| THE EXERCISE |
Please return each line in the rows below that contains the word "building", copying each line unchanged.

— BEGIN RECORDS PROVIDED —

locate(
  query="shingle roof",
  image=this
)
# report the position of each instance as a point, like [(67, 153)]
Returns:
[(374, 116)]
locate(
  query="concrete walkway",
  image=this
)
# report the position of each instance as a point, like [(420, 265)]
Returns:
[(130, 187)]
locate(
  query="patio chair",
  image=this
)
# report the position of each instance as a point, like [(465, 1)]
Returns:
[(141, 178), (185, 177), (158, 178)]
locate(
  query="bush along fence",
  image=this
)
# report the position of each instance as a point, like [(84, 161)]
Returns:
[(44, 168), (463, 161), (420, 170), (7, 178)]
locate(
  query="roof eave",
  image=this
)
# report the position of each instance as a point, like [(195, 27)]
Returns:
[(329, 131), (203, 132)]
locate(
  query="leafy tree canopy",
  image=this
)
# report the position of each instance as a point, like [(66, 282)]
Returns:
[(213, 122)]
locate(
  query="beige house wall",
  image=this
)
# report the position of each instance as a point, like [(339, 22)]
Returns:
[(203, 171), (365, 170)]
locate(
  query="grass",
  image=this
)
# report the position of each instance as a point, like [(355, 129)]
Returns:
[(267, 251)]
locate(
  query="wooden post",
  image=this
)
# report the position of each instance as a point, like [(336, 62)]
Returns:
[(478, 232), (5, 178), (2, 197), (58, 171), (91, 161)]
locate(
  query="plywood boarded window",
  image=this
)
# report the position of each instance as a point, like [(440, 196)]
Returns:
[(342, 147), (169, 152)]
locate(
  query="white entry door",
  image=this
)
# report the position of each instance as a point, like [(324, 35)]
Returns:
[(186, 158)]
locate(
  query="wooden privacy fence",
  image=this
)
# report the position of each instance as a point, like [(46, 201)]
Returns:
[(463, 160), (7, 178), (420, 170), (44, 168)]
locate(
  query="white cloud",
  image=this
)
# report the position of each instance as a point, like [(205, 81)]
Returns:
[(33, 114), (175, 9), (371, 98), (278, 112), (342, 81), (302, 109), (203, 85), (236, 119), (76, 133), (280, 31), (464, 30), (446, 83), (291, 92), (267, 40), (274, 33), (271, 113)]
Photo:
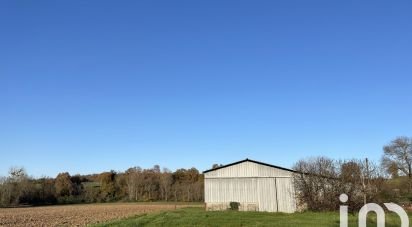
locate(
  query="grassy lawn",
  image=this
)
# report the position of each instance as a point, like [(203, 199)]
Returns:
[(199, 217)]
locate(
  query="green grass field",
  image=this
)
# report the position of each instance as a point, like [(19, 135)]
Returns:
[(200, 217)]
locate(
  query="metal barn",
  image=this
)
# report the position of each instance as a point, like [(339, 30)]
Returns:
[(255, 185)]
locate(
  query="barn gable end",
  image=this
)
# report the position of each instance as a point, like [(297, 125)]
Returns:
[(255, 185)]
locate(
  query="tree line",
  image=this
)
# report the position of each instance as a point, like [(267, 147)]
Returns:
[(321, 180), (134, 184)]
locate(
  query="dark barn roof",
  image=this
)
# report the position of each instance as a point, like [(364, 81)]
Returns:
[(249, 160)]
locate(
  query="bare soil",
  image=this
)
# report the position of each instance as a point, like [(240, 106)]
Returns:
[(77, 215)]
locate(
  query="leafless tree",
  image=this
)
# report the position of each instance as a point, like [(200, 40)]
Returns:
[(397, 158)]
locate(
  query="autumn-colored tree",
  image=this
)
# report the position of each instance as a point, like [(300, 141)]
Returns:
[(63, 184)]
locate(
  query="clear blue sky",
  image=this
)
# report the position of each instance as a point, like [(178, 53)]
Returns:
[(90, 86)]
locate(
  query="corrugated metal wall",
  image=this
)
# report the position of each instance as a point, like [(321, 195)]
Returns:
[(271, 189)]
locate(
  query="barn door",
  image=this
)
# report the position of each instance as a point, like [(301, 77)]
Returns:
[(267, 194), (285, 195)]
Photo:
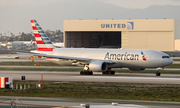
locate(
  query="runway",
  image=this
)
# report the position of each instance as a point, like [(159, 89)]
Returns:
[(97, 77), (94, 103)]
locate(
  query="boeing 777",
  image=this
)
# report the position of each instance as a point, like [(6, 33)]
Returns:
[(96, 59)]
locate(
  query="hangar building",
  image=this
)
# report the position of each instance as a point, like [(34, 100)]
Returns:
[(160, 34)]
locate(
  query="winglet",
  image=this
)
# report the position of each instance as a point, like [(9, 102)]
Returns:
[(43, 42)]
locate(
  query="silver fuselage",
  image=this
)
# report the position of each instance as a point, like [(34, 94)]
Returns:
[(122, 58)]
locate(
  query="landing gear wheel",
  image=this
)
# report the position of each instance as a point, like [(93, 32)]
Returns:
[(108, 73), (86, 73), (112, 72), (81, 73), (158, 74)]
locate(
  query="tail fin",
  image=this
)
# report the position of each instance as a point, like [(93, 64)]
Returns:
[(43, 42)]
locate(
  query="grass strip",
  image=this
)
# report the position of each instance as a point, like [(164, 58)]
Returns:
[(124, 91)]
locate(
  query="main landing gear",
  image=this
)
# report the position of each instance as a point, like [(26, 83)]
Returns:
[(86, 72), (108, 73), (158, 73)]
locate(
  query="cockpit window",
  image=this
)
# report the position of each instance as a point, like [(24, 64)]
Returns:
[(165, 56)]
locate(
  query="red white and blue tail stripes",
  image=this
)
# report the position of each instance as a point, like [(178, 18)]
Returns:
[(43, 42)]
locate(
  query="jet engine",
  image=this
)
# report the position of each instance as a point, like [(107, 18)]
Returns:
[(137, 69), (98, 66)]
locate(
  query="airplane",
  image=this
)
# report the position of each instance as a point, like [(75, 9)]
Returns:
[(97, 59)]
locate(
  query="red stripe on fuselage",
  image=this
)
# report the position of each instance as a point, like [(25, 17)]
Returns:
[(32, 21), (39, 42), (34, 27), (45, 49), (37, 35)]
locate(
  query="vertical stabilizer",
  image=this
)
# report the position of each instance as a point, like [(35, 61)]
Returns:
[(43, 42)]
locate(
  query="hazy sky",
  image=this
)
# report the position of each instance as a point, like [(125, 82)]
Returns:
[(50, 14), (124, 3)]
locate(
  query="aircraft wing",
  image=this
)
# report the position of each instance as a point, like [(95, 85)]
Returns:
[(66, 57)]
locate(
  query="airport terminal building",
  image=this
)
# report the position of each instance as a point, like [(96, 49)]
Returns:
[(160, 34)]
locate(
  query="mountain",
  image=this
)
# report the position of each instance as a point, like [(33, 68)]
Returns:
[(16, 19)]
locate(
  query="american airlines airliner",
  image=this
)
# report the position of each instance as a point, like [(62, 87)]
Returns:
[(96, 59)]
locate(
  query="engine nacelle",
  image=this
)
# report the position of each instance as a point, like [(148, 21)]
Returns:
[(137, 69), (98, 66)]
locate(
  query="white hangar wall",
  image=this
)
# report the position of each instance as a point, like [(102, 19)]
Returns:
[(131, 34)]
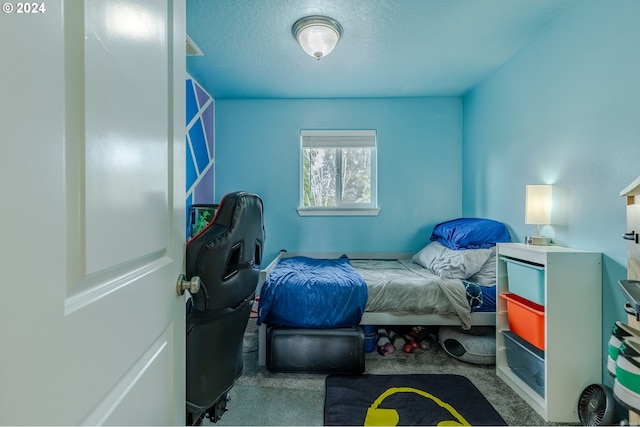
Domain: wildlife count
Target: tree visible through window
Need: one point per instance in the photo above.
(338, 169)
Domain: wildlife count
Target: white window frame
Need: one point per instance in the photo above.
(340, 139)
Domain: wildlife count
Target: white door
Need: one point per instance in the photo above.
(92, 212)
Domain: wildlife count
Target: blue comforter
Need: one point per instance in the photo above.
(313, 293)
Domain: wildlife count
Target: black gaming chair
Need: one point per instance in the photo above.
(226, 256)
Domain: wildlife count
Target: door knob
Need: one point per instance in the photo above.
(192, 285)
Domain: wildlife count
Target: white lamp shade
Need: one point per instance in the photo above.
(538, 204)
(317, 35)
(318, 40)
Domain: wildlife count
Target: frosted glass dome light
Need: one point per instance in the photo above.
(317, 35)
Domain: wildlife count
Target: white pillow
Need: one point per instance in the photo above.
(450, 264)
(486, 276)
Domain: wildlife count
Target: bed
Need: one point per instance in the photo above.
(451, 281)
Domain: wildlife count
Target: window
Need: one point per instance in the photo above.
(338, 174)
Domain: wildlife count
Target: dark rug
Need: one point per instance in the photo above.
(406, 400)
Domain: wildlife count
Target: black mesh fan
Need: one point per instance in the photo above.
(596, 406)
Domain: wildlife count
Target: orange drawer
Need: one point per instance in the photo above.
(526, 319)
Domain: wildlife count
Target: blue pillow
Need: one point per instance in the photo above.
(470, 233)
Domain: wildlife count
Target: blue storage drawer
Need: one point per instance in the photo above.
(525, 279)
(526, 361)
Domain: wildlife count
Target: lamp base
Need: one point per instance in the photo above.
(538, 240)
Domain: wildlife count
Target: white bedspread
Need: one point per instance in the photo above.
(403, 287)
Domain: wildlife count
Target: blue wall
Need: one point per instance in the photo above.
(564, 111)
(419, 168)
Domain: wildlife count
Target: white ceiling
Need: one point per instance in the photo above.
(389, 48)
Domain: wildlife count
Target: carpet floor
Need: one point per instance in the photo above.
(261, 397)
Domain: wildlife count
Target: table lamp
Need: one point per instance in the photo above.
(538, 211)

— END RECORDS PROVIDED —

| CORRECT OUTPUT |
  query="hangar building",
  query="airport terminal building",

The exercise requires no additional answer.